問題
「Object detection labeling — target class: vegetation.」を含む行から始め、記録の最後の行まで（両端を含む）を依頼文も含めて書き直し、回答にあるバウンディングボックスの座標だけを2.6倍にスケールして整数に丸めてください（0.5は切り上げ、依頼文とその書式見本の数値は変えないこと）。

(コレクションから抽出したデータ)
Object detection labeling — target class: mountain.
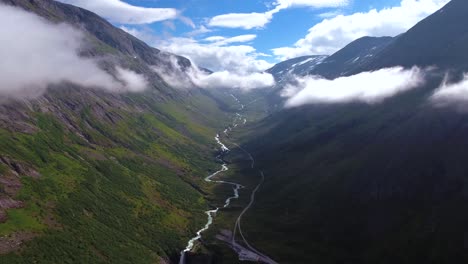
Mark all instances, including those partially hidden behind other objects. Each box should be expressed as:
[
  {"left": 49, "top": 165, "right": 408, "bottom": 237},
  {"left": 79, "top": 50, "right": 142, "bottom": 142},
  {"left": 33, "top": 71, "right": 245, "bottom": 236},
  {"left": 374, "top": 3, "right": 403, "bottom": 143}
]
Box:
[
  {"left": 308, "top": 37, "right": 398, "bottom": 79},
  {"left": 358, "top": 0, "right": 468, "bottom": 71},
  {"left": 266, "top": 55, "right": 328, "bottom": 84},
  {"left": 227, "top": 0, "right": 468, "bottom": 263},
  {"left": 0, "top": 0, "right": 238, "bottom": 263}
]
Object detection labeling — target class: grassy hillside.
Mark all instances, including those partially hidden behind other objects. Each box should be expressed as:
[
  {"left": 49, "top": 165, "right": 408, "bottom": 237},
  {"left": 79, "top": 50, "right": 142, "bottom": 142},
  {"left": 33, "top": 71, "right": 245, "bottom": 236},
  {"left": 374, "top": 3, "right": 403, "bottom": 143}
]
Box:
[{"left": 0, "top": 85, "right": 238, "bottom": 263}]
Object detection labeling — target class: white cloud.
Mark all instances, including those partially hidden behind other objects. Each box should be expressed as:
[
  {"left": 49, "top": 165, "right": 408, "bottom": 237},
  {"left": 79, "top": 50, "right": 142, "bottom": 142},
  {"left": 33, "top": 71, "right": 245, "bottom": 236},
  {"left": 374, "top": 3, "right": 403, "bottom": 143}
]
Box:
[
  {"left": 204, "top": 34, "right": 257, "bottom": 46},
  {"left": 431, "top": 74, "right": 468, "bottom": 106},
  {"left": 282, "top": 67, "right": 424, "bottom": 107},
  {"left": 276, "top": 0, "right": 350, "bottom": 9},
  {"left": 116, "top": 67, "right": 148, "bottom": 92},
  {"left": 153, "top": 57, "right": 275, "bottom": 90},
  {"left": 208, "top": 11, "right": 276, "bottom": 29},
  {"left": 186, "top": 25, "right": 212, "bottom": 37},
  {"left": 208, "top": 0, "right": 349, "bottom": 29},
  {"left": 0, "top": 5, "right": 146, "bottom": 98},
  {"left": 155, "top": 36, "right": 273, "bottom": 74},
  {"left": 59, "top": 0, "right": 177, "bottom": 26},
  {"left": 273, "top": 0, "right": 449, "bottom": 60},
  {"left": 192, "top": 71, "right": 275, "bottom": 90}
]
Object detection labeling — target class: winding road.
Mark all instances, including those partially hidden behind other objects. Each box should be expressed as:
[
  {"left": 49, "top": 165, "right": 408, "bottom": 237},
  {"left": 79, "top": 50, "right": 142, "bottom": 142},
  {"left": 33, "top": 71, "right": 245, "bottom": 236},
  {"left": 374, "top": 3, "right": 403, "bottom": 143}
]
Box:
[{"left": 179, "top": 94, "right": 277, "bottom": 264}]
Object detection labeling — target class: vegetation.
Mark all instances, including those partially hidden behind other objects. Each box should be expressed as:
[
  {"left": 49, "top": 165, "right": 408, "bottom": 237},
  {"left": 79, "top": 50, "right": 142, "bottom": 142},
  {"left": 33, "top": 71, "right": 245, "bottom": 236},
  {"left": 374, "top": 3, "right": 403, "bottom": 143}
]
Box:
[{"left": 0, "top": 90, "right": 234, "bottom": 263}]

正解
Object detection labeling — target class: vegetation.
Mark all instances, including those partially hidden behind other objects. Each box should be expressed as:
[
  {"left": 49, "top": 165, "right": 408, "bottom": 237},
  {"left": 79, "top": 50, "right": 142, "bottom": 142},
  {"left": 33, "top": 71, "right": 245, "bottom": 236},
  {"left": 374, "top": 3, "right": 403, "bottom": 143}
]
Box:
[{"left": 0, "top": 234, "right": 608, "bottom": 684}]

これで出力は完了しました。